===== The input =====

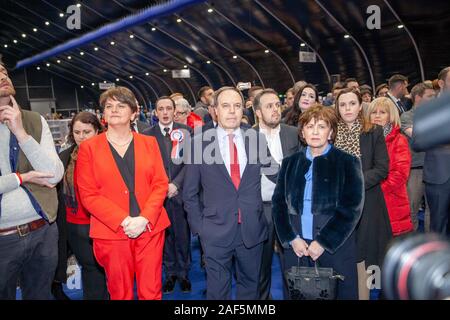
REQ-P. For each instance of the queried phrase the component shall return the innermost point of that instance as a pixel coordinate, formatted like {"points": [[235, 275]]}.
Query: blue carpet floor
{"points": [[197, 276]]}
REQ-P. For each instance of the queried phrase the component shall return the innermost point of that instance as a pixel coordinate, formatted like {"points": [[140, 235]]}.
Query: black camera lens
{"points": [[418, 268]]}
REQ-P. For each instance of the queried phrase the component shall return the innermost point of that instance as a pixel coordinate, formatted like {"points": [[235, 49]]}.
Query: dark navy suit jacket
{"points": [[211, 199]]}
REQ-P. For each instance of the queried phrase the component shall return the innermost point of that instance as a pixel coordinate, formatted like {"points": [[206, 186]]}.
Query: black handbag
{"points": [[312, 283]]}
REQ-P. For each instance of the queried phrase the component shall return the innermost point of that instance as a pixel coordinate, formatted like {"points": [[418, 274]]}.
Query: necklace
{"points": [[117, 144]]}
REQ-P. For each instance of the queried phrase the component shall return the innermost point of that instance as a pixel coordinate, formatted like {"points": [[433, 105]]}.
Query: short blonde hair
{"points": [[388, 105]]}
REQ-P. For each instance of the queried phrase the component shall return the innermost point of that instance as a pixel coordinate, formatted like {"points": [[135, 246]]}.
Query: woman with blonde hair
{"points": [[364, 140], [383, 112]]}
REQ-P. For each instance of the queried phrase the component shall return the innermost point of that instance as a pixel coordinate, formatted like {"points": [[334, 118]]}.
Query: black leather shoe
{"points": [[169, 284], [185, 285], [58, 291]]}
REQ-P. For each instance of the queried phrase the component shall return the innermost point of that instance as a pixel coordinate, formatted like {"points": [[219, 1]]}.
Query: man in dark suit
{"points": [[436, 175], [222, 196], [138, 125], [172, 137], [283, 141]]}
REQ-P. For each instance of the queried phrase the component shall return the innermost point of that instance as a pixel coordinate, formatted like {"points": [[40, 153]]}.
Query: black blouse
{"points": [[126, 168]]}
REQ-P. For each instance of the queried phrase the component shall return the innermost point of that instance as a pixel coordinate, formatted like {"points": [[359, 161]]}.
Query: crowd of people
{"points": [[330, 180]]}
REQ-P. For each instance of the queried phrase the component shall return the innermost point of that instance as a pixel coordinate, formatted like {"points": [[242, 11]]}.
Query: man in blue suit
{"points": [[222, 196]]}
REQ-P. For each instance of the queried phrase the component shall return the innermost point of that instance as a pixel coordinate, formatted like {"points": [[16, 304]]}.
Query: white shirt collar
{"points": [[222, 134]]}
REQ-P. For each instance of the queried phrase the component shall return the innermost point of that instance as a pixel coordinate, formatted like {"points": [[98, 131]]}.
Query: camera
{"points": [[417, 267]]}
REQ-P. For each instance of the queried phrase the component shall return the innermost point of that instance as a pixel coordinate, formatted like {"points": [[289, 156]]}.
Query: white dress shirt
{"points": [[276, 151], [224, 146]]}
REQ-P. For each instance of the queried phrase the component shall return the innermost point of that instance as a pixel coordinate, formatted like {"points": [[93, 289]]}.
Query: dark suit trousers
{"points": [[177, 245], [219, 268], [438, 198], [266, 264], [343, 262]]}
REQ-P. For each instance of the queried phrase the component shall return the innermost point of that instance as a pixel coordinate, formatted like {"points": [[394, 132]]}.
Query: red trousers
{"points": [[125, 259]]}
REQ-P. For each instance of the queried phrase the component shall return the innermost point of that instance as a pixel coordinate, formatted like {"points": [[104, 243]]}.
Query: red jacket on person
{"points": [[394, 186]]}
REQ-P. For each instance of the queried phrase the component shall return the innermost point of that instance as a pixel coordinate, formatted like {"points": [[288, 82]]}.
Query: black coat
{"points": [[338, 196], [374, 230]]}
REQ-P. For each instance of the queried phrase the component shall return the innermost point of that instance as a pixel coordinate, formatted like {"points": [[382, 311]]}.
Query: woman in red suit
{"points": [[123, 184], [383, 112]]}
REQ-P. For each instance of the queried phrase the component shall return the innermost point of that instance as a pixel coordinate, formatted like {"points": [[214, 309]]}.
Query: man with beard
{"points": [[29, 170], [283, 141]]}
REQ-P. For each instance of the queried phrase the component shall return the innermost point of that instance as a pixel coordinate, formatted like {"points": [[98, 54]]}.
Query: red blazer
{"points": [[394, 187], [105, 195]]}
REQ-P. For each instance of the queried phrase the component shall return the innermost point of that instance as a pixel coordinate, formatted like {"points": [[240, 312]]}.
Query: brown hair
{"points": [[419, 90], [379, 87], [319, 112], [366, 125], [388, 105], [443, 73], [218, 92], [257, 101], [121, 94], [86, 118], [176, 94], [253, 89], [164, 98], [202, 91], [396, 78]]}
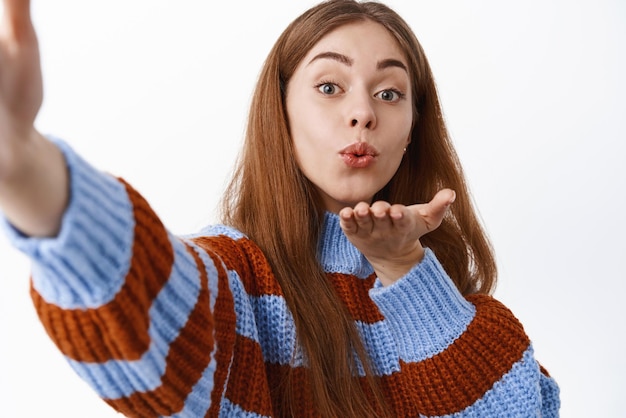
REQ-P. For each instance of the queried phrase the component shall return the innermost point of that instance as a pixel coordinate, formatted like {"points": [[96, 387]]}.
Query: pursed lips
{"points": [[359, 155]]}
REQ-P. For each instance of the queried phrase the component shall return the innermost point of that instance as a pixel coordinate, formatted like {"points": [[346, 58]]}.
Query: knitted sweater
{"points": [[195, 326]]}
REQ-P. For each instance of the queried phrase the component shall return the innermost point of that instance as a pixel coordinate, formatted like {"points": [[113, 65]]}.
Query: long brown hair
{"points": [[271, 201]]}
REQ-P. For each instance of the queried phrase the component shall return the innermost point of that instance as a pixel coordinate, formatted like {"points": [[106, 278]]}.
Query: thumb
{"points": [[16, 18], [434, 211]]}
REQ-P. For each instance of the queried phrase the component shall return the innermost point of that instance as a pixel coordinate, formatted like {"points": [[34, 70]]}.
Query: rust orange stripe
{"points": [[188, 356], [117, 330], [244, 257], [456, 378], [247, 385]]}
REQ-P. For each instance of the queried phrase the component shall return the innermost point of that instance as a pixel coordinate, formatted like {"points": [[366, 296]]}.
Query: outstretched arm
{"points": [[33, 175], [388, 235]]}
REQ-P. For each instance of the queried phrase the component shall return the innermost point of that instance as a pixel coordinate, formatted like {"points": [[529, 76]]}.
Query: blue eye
{"points": [[390, 95], [327, 88]]}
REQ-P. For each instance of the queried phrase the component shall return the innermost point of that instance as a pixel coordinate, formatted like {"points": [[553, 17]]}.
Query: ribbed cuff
{"points": [[424, 309], [85, 264]]}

=====

Your task >> Show every line above that contains the string "blue", taking case into account.

Correct output >>
Query: blue carpet floor
Query: man in blue suit
Query: blue eye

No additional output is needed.